▶ WHAT IS EXPECTED
At the line with "Target: low wall", start copying; carry on through the last line of the material below, exactly as written, and stop there.

===

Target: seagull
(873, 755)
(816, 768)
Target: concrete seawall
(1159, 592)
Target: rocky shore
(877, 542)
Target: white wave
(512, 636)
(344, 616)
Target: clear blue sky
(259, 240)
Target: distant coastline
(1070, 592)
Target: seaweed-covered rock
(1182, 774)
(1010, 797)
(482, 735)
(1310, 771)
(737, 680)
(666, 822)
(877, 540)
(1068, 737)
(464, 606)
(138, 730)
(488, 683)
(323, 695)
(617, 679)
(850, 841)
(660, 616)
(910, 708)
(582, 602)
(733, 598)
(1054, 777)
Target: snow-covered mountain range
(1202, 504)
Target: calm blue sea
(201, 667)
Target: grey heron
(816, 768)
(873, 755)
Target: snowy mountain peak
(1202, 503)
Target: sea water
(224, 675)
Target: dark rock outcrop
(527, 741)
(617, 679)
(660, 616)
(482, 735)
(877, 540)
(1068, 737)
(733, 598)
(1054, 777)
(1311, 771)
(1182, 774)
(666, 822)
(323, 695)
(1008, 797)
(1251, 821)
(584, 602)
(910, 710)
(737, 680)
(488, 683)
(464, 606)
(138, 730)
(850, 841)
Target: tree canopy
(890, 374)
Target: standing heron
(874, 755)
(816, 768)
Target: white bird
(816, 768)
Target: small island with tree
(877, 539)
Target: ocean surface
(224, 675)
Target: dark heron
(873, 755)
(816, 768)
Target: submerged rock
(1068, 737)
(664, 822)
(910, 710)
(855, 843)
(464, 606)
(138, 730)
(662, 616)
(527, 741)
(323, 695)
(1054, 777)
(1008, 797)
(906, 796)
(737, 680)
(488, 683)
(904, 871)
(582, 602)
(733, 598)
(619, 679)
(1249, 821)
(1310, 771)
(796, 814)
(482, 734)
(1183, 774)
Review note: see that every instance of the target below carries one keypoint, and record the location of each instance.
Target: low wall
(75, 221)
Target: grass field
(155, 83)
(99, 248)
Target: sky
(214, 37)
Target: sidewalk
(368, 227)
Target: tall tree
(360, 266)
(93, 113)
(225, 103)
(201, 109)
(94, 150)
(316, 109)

===

▶ ANSWER TO THIS TASK
Target: low wall
(75, 221)
Target: grass field
(155, 83)
(99, 248)
Target: sky
(214, 37)
Target: sidewalk
(368, 227)
Target: tall tree
(360, 266)
(93, 113)
(225, 103)
(201, 109)
(94, 150)
(316, 109)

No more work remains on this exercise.